[WHAT YOU ARE ASKED TO DO]:
Please show every line below that contains the word "display".
**** PROVIDED DATA
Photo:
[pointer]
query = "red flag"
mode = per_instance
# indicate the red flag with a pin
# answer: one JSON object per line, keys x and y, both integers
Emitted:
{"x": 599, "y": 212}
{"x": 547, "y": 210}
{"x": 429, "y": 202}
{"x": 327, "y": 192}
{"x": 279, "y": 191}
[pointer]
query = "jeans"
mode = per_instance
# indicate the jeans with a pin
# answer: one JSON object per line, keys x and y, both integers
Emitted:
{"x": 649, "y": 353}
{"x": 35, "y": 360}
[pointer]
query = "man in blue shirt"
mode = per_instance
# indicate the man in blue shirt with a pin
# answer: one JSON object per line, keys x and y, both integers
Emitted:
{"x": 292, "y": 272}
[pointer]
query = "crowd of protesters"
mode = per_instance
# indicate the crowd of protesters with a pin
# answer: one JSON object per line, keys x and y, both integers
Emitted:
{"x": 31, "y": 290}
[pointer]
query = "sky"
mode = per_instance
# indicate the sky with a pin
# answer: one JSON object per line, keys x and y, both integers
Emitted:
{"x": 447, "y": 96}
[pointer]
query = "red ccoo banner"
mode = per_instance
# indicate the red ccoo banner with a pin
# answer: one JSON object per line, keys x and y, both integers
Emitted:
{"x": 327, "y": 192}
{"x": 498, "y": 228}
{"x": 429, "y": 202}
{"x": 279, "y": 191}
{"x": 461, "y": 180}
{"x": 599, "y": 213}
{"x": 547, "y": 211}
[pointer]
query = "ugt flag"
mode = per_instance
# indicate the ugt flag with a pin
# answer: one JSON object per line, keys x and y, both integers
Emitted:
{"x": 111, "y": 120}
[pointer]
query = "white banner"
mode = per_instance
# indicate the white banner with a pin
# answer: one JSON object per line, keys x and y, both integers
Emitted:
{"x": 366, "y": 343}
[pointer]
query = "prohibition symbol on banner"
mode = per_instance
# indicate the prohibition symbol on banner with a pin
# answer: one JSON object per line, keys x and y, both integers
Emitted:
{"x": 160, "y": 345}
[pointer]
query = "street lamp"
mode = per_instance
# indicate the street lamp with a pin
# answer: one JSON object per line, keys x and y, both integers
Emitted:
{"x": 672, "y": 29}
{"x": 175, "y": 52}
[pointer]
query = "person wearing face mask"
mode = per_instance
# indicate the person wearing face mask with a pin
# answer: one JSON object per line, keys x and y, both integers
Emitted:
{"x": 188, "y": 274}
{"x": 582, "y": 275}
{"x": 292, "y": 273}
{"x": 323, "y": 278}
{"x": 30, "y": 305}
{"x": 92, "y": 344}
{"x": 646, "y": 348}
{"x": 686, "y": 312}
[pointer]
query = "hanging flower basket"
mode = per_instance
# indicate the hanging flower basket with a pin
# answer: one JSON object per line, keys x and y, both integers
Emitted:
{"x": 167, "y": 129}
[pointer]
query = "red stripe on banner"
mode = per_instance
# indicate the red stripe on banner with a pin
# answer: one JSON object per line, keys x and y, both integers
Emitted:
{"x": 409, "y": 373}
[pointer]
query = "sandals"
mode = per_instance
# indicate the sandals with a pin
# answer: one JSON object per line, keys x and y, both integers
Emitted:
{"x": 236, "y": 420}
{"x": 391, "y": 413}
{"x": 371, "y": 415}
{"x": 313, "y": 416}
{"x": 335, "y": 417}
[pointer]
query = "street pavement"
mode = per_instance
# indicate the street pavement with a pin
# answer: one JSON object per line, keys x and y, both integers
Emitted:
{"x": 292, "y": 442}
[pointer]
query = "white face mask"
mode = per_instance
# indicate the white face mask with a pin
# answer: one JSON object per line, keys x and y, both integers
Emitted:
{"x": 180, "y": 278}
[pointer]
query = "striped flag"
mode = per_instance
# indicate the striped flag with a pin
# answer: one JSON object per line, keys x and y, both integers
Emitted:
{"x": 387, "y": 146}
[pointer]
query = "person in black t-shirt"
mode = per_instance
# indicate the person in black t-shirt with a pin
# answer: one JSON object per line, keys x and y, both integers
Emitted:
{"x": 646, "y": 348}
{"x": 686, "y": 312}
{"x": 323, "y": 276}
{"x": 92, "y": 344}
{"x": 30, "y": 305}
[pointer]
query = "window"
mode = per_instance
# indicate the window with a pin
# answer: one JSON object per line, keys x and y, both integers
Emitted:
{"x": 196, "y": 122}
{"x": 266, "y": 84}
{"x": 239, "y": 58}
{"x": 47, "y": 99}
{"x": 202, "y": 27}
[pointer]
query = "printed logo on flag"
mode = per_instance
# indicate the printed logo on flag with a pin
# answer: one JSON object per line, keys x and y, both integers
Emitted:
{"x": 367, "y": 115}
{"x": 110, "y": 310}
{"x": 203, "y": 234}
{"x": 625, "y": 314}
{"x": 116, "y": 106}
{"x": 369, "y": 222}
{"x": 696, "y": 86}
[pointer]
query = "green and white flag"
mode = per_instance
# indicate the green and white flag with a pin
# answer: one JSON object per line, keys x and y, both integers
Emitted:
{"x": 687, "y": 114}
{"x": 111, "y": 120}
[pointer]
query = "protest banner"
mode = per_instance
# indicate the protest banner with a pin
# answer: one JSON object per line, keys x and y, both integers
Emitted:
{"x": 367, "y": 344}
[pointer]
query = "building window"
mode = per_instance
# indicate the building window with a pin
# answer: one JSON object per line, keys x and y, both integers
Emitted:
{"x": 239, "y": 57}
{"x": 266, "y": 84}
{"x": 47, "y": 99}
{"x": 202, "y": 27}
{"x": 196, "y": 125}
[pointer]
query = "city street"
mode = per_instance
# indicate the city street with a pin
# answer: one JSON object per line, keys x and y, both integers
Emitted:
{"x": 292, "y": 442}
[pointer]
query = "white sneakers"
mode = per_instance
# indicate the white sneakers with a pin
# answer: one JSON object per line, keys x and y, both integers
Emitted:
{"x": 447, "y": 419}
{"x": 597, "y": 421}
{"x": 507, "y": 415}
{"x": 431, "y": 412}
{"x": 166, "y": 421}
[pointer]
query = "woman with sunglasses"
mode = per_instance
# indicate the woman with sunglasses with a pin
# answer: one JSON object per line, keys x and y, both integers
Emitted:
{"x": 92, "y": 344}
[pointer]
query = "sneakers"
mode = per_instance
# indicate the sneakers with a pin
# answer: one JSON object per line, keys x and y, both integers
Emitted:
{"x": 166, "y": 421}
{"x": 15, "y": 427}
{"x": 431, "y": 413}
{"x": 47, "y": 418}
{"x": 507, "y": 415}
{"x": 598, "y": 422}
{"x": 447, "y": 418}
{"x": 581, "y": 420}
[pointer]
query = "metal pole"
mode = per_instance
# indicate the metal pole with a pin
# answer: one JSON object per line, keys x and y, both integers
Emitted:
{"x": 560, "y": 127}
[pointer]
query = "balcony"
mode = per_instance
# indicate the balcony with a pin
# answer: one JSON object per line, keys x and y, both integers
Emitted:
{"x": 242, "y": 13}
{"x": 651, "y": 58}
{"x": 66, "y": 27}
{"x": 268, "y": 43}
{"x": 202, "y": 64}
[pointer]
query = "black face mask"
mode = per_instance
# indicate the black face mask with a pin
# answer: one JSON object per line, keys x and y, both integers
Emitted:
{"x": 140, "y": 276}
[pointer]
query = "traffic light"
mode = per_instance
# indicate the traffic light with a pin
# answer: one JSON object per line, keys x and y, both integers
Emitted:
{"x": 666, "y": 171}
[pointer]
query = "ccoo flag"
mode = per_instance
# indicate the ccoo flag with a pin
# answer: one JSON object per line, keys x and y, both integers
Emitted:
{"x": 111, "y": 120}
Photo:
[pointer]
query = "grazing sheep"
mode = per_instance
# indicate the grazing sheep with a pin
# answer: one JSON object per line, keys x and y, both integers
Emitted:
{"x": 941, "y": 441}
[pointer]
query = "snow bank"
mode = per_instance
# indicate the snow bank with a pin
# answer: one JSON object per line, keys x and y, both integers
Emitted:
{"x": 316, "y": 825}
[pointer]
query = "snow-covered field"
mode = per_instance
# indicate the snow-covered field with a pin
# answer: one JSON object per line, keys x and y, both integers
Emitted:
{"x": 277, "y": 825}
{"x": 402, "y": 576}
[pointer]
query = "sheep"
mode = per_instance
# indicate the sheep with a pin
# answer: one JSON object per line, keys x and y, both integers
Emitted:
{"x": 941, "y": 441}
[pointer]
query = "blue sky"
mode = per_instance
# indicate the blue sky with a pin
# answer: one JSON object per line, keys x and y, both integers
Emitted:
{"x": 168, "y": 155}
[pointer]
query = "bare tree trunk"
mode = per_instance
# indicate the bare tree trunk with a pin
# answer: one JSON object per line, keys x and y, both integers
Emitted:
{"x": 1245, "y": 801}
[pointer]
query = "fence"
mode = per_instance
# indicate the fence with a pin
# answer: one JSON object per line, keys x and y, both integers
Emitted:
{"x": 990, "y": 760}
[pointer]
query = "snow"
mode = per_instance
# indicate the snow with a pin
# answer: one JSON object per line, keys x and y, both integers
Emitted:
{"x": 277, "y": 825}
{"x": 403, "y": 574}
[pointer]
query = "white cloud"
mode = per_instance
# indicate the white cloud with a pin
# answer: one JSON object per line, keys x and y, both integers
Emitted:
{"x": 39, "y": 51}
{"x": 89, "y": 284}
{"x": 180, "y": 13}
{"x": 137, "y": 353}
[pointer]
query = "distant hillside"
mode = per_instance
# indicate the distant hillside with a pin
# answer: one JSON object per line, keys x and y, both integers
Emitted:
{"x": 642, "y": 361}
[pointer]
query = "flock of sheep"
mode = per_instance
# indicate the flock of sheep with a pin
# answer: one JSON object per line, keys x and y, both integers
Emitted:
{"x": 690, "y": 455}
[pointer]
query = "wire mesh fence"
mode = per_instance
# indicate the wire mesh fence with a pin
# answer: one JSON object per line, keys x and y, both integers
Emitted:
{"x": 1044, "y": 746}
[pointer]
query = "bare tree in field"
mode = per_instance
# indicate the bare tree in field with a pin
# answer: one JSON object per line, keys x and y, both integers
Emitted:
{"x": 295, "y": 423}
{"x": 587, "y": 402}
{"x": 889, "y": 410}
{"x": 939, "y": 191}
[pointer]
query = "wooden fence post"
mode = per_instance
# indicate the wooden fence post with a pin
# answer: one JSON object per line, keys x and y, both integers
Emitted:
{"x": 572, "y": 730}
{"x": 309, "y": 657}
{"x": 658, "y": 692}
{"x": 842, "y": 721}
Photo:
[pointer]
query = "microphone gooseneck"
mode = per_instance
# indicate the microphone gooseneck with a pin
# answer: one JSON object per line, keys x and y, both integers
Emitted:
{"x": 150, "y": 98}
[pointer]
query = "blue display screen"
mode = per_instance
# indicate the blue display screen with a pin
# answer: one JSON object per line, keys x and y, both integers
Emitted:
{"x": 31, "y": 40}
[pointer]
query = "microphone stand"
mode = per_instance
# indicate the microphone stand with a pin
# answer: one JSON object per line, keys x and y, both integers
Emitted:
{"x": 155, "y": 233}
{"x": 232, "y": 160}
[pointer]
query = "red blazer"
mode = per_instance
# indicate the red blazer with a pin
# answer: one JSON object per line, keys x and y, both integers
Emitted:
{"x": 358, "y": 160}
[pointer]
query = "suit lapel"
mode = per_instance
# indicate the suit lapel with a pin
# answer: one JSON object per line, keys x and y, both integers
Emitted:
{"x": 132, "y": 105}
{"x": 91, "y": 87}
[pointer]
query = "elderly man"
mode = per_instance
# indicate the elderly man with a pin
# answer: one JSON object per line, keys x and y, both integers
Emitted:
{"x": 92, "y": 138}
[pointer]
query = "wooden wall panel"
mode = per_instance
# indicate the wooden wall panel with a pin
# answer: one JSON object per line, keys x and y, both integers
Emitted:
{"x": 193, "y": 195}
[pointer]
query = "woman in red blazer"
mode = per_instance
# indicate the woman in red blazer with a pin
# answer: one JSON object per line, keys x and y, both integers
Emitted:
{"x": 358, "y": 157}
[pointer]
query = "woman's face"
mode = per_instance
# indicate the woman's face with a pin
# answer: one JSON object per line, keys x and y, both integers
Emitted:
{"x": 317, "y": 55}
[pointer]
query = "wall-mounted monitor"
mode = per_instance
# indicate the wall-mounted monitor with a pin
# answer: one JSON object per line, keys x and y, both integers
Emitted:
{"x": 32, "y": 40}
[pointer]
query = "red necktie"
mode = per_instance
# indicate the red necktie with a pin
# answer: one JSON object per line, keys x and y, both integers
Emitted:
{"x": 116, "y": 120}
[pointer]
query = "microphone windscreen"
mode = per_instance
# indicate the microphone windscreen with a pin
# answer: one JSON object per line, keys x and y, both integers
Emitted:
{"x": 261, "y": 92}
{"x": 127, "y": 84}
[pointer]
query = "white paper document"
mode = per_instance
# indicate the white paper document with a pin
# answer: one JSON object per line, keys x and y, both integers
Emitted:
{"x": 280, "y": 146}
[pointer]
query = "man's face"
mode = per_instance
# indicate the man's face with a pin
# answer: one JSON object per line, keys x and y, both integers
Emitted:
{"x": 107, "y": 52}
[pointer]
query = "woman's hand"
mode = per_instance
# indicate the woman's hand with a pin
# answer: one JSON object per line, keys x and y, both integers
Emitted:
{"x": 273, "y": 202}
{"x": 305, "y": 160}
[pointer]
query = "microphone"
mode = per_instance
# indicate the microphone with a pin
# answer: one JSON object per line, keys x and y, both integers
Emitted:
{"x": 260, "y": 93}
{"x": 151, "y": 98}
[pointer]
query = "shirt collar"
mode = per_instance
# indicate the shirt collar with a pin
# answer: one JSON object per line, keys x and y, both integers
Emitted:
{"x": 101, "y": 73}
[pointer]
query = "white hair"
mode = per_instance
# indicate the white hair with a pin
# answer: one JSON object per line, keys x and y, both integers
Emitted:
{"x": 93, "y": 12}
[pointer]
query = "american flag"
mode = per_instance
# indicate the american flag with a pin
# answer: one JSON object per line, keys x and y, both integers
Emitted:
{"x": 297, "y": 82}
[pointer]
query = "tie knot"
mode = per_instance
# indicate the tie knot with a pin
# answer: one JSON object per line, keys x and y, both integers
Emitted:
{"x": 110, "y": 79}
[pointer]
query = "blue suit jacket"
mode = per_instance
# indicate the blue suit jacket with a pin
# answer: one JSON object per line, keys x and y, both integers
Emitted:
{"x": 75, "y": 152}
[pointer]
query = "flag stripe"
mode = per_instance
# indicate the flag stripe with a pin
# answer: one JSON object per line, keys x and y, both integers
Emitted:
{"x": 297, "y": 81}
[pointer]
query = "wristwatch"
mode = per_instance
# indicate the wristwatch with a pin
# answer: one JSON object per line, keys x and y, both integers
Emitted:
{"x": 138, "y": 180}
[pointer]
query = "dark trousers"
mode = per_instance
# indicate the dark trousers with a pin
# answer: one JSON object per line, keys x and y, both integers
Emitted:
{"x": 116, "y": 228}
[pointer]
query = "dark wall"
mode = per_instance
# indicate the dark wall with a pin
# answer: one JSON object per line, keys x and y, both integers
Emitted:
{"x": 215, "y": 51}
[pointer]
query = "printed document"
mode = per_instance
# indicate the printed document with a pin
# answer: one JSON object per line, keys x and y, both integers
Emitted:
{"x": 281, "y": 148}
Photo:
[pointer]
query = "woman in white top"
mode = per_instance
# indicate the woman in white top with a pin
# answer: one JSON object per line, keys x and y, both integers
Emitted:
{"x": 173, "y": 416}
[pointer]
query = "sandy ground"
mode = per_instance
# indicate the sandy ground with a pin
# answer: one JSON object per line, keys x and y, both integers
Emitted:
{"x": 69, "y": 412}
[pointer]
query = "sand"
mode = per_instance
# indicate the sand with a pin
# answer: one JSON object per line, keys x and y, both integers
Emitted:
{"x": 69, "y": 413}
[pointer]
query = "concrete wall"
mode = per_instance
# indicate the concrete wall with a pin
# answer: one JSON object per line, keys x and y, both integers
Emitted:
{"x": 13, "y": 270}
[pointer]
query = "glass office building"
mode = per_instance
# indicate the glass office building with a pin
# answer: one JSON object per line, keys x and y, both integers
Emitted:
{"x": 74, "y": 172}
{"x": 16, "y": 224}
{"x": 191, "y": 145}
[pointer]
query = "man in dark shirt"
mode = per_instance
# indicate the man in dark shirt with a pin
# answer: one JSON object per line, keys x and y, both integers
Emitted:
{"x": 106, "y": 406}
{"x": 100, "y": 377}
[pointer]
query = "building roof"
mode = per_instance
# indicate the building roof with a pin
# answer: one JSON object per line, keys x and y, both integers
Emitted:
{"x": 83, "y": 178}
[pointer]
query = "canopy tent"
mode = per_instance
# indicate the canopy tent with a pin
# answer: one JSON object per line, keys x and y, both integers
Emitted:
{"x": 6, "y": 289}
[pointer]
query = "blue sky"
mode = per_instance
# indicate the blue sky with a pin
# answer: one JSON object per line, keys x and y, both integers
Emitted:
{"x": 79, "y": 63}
********
[SOLUTION FOR THIS TASK]:
query = "blue display screen"
# indicate the blue display screen with a pin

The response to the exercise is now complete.